## What you are asked to do
Reproduce the entries below verbatim, from the line with "Would you mind marking the clay" to the line with "(1075, 169)", including both of those lines.

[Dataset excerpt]
........

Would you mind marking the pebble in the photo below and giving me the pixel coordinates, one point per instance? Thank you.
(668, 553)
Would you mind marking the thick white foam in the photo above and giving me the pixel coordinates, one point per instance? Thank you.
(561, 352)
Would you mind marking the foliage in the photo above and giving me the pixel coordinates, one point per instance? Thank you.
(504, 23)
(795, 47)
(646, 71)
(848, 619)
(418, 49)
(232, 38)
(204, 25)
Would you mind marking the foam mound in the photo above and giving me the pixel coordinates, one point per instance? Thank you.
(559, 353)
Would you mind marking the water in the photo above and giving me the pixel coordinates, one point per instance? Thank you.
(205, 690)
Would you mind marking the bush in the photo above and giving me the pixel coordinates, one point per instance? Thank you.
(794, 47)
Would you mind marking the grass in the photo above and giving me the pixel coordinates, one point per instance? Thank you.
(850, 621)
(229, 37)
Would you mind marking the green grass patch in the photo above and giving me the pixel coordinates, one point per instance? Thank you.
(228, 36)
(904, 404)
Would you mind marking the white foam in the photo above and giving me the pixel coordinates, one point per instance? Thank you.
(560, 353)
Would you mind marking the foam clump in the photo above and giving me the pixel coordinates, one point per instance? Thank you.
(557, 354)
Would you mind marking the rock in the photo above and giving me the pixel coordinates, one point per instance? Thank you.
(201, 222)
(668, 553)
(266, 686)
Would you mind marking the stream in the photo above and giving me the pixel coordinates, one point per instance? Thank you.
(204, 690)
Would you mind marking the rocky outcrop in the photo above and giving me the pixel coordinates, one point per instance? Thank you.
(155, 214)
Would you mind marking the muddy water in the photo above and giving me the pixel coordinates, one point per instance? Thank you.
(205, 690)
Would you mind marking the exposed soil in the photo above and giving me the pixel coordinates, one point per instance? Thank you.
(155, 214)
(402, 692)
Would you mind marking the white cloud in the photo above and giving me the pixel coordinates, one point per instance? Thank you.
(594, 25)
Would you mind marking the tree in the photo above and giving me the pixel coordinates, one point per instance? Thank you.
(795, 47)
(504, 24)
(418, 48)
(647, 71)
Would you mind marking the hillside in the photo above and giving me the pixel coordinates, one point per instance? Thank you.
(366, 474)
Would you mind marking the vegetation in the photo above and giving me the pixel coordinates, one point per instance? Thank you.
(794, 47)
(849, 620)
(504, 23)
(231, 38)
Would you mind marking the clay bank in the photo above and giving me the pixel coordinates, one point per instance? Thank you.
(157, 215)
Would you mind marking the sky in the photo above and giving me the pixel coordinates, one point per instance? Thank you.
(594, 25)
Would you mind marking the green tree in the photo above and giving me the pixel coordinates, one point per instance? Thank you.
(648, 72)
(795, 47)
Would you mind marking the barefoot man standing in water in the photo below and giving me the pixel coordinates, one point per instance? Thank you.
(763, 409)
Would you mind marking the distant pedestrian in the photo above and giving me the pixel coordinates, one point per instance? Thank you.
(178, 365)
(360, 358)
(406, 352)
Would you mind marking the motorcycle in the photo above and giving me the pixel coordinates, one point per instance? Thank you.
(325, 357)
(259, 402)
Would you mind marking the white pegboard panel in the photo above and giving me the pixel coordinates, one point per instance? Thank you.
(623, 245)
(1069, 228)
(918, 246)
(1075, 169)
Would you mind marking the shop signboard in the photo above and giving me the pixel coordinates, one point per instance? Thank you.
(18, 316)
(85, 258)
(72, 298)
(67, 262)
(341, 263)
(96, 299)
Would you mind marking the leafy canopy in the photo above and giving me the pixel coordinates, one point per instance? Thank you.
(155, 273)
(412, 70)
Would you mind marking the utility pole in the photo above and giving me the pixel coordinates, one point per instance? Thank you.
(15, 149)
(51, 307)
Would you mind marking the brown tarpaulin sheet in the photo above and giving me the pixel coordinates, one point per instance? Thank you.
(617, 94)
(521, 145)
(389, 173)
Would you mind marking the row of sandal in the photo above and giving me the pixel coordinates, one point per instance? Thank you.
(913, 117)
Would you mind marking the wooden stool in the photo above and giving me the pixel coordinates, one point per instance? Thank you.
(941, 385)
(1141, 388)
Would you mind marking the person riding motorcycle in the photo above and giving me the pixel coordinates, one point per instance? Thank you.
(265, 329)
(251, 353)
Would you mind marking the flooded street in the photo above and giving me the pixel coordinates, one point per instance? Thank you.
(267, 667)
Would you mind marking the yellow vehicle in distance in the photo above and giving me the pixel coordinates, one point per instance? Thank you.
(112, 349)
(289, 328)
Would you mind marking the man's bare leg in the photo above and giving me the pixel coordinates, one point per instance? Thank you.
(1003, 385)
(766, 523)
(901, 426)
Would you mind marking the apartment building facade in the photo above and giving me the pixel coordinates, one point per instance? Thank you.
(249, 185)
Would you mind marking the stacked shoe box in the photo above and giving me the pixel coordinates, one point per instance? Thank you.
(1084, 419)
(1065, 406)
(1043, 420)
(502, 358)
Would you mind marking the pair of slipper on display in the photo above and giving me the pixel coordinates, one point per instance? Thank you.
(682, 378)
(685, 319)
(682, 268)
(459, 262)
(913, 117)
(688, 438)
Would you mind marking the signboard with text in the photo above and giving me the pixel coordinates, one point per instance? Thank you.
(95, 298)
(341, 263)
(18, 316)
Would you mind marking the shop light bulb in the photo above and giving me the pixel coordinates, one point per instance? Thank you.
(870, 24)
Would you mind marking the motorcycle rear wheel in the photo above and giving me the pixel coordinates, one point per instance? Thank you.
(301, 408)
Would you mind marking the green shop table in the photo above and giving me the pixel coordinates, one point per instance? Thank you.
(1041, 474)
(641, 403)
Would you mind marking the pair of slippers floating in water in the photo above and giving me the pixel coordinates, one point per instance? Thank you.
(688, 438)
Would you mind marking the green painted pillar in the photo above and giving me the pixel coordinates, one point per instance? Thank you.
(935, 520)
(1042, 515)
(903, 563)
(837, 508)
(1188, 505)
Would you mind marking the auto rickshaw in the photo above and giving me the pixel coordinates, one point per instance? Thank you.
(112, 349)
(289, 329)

........

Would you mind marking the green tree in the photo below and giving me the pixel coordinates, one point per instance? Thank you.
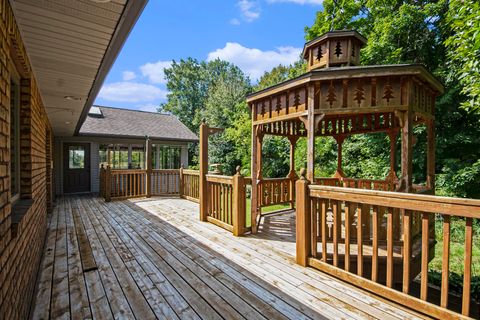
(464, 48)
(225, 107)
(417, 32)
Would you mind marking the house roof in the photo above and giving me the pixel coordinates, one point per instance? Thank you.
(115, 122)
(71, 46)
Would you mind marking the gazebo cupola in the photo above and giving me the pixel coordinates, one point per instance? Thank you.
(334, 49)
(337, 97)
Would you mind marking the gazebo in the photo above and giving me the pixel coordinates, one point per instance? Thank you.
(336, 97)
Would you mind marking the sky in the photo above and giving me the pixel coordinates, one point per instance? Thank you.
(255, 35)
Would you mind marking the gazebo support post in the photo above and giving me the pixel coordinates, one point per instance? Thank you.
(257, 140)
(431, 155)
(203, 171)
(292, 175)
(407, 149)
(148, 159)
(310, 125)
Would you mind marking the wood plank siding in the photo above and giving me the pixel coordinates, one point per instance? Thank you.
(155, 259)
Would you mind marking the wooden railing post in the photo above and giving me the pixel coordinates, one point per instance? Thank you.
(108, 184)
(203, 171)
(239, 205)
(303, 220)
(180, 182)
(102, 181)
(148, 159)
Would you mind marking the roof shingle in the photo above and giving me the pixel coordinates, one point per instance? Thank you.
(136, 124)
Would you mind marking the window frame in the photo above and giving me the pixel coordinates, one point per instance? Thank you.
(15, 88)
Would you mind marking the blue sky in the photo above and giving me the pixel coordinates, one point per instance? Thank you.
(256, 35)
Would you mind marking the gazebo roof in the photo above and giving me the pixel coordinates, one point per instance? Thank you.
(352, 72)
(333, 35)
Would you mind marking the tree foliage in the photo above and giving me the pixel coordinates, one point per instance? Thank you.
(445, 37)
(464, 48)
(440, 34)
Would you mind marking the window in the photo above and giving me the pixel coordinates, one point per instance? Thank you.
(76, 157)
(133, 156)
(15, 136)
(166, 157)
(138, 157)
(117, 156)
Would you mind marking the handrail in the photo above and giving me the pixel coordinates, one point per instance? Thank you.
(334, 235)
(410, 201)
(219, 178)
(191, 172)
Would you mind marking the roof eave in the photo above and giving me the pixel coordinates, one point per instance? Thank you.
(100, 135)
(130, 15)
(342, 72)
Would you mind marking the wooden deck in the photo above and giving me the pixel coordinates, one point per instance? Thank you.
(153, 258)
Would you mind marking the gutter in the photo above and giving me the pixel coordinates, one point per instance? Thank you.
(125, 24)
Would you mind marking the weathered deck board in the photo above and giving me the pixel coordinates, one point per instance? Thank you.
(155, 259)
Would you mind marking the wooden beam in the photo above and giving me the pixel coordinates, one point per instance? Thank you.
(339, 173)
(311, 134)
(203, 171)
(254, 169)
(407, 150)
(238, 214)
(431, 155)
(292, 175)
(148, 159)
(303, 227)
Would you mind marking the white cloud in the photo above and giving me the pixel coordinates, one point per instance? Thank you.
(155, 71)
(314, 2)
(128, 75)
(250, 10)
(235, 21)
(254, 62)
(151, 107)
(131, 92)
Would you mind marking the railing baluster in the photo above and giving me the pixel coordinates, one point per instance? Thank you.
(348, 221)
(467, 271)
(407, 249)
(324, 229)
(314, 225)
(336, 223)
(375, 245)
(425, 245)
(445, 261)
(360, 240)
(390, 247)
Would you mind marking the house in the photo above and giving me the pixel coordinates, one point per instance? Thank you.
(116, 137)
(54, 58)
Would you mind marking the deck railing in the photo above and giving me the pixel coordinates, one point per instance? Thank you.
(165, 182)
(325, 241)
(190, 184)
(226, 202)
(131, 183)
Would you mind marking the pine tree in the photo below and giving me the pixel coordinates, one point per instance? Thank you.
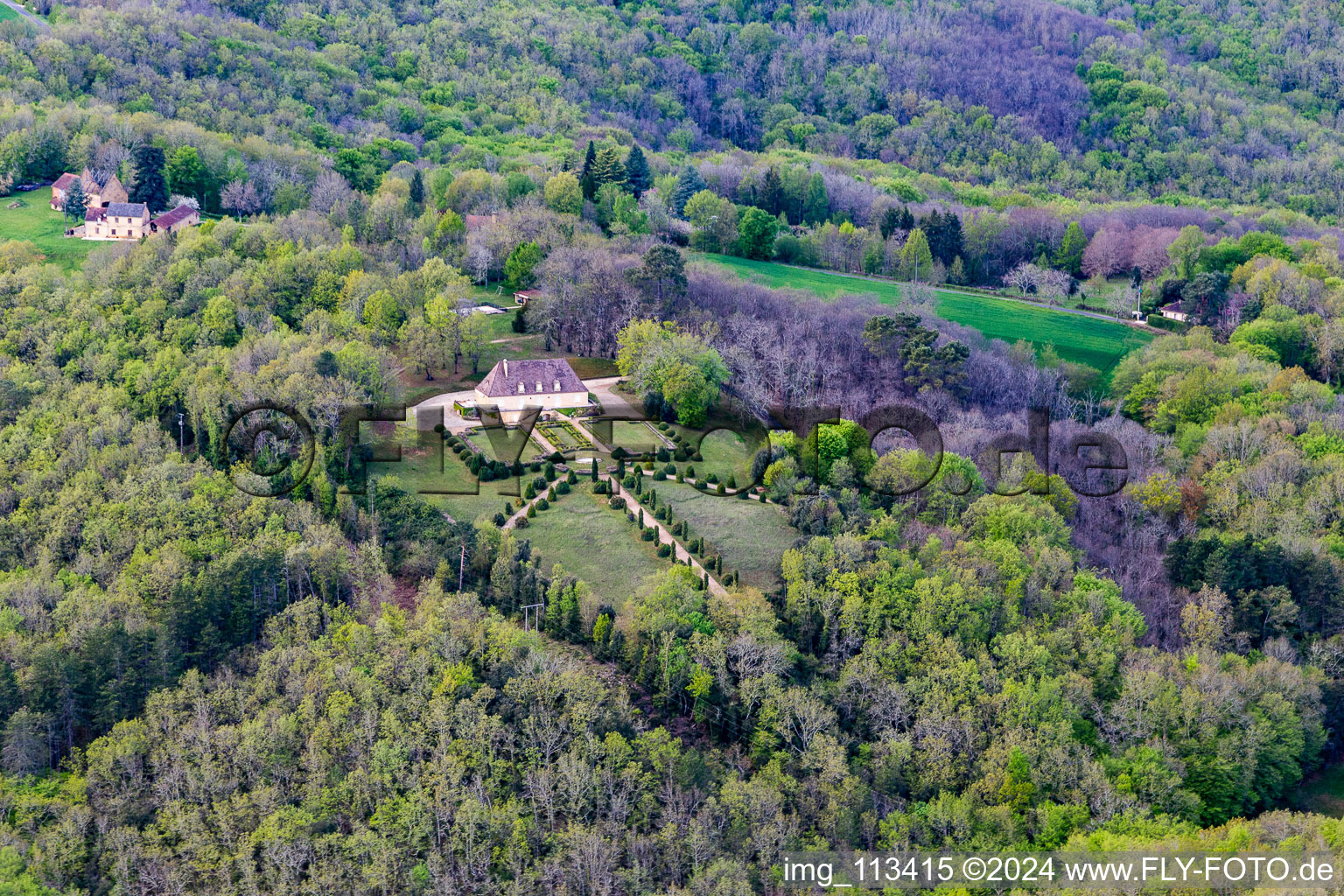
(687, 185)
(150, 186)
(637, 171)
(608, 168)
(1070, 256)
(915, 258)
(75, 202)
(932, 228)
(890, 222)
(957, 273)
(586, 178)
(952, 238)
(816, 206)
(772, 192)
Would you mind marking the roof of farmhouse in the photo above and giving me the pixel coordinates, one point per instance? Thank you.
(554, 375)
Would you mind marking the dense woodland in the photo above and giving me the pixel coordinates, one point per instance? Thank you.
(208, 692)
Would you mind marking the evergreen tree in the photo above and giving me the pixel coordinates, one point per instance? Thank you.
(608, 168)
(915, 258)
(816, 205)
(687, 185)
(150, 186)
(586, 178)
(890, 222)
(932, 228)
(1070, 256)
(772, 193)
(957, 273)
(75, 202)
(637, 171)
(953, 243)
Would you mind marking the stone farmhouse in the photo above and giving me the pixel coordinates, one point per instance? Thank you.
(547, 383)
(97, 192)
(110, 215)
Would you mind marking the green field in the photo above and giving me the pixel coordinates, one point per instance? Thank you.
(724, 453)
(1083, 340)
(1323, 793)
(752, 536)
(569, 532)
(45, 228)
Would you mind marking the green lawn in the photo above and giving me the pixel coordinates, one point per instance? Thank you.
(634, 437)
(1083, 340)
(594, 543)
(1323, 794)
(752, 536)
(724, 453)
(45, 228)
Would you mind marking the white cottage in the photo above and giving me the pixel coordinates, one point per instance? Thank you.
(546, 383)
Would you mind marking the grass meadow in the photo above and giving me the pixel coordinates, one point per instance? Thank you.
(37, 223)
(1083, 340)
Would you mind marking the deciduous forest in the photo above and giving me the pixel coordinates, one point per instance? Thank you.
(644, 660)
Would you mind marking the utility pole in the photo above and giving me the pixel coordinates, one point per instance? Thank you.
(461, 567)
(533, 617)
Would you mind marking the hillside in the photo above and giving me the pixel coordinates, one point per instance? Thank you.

........

## Response
Would you mind marking the clay bank in the photo above and giving me the pixel coordinates, one point per instance? Thank you.
(157, 215)
Would you mind marking the sky in the photo above and giving me the pixel coordinates, one point per instance? Thank you.
(594, 25)
Would you mind marking the green tree in the photo above and giving me the pixel coordinates, one point per instance? Thank you.
(648, 72)
(795, 47)
Would you mind marking the barefoot man standing in water in the photo below and giving me the pixel coordinates, one point per instance? Thank you.
(763, 409)
Would you mind marking the distant pedestrian in the photo above and giving me the pixel coordinates, one point per instance? Thank you.
(178, 365)
(360, 358)
(406, 352)
Would you mind marking the motorcycle in the photo above and giving me the pixel coordinates, one point per instance? Thank you.
(325, 357)
(259, 402)
Would you mind marking the white pegboard panel in the photo above and giving me the pixel coordinates, one point per instance? Thank you.
(623, 245)
(1069, 228)
(918, 246)
(1075, 169)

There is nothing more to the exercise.